[Stored records]
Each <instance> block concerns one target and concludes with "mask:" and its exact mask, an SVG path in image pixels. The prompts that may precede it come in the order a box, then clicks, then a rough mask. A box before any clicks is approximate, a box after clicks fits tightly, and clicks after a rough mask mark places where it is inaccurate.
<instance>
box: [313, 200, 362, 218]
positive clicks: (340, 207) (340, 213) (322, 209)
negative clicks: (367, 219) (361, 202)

---

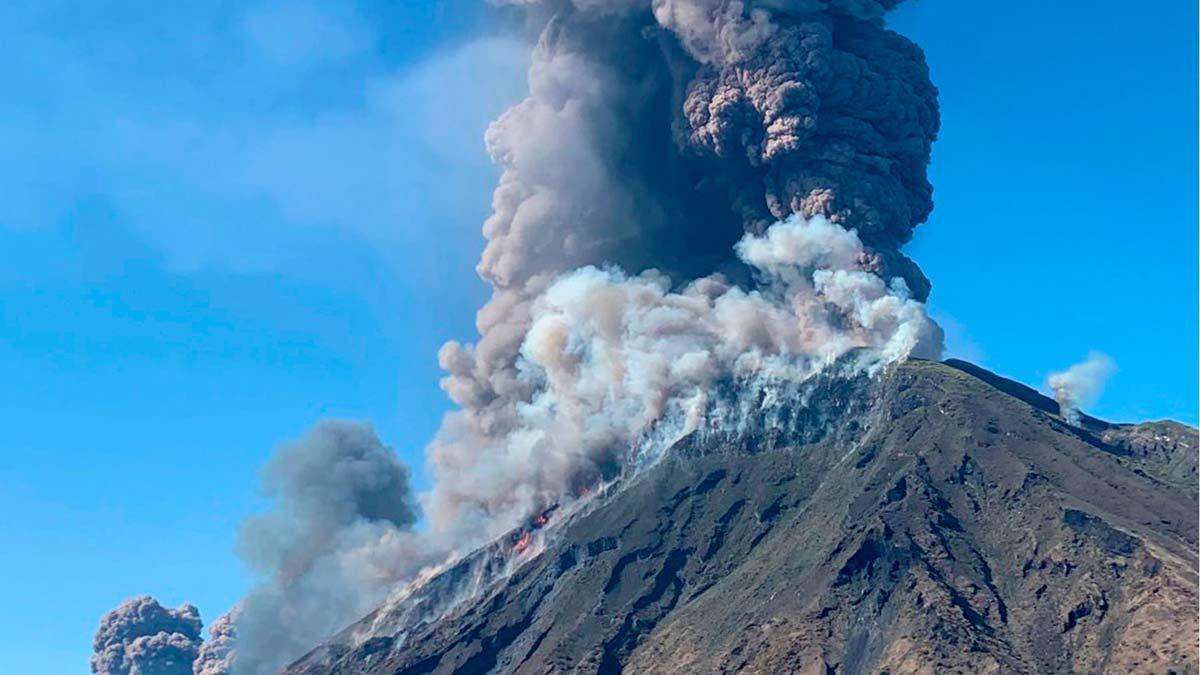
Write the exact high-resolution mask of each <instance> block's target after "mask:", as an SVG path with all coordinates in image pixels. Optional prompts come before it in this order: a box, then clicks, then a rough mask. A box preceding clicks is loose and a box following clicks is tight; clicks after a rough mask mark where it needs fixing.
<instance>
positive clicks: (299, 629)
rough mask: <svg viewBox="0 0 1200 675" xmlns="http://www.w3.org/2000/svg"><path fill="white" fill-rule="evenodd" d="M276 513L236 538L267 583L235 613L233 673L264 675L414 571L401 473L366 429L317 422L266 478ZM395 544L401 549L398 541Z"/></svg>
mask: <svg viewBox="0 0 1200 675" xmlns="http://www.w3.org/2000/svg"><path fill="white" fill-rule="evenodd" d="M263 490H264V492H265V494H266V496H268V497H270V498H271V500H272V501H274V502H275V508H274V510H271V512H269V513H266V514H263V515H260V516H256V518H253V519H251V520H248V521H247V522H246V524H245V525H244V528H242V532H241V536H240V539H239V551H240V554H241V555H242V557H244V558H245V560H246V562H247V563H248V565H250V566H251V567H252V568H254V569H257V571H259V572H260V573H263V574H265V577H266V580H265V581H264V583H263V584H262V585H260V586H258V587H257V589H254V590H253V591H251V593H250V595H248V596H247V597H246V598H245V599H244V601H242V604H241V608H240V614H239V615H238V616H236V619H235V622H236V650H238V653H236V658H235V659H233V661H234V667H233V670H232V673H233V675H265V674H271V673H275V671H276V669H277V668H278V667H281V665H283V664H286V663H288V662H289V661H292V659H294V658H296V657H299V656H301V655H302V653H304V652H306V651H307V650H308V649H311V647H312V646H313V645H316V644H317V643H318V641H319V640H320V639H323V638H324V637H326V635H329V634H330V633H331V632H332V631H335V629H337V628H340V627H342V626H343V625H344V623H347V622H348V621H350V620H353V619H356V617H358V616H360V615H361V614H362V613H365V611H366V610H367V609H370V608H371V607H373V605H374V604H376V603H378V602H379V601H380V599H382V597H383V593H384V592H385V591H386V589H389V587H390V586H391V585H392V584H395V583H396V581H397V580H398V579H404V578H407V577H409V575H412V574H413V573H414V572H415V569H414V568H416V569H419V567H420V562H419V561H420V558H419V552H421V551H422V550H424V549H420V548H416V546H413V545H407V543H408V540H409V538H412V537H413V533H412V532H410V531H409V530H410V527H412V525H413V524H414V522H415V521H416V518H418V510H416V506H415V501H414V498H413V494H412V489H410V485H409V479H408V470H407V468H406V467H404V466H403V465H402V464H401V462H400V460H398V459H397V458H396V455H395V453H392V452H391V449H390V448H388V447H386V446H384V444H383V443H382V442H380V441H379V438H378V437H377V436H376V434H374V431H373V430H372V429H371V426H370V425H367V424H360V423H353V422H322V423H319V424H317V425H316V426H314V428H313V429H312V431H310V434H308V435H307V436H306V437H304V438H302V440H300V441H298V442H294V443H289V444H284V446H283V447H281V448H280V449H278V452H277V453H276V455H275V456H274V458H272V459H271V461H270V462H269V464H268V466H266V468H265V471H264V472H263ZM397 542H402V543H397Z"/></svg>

Exercise:
Duplicate the entries from the line with "Each <instance> block concerns" to the line with "negative clicks: (367, 219) (361, 202)", inclusive.

Answer section:
Each <instance> block concerns one target and concludes with "mask:" and its exact mask, an SVG path in image pixels. The prompts that may precede it come in the order a box, then clicks, then a rough mask. A box before any clicks is approximate, a box after clicks fits tightly, and clicks after a rough mask mark places where it is inaccurate.
<instance>
box: [313, 200, 362, 218]
positive clicks: (340, 207) (340, 213) (322, 209)
negative clicks: (367, 219) (361, 202)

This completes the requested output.